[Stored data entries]
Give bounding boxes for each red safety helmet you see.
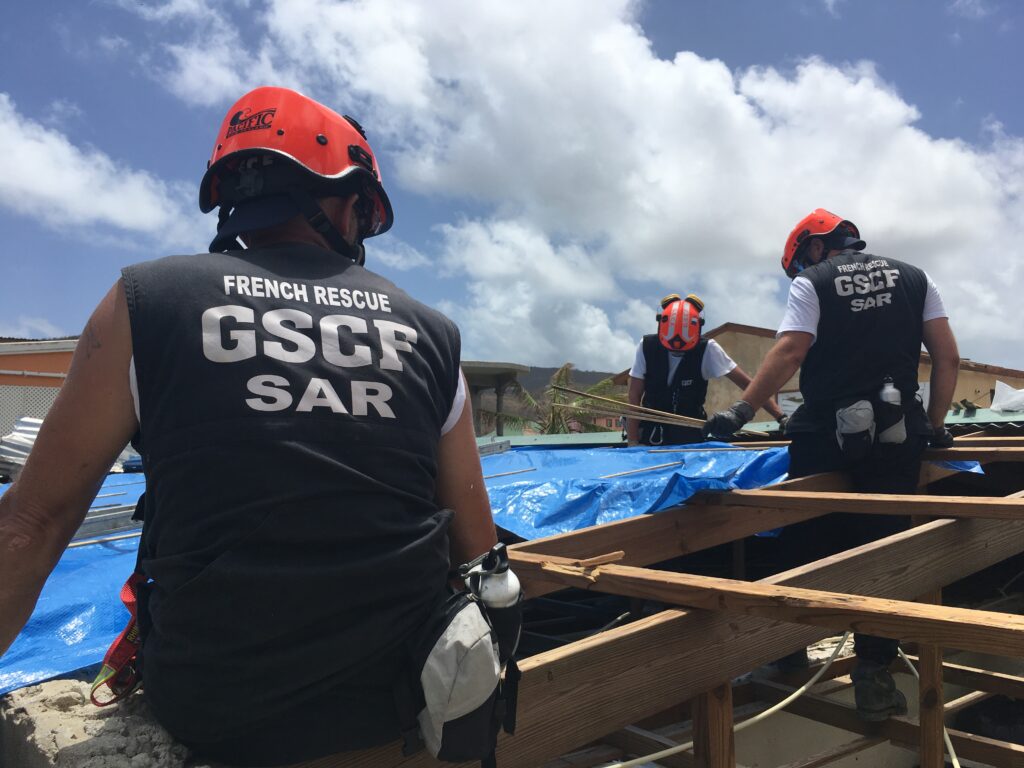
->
[657,294,703,352]
[200,86,393,253]
[782,208,865,278]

● Task details:
Print the entries again exactly as they appear above. Do not print the pictures.

● Response:
Give bounding boxes for each red safety helmet you see.
->
[657,294,703,352]
[200,86,393,253]
[782,208,865,278]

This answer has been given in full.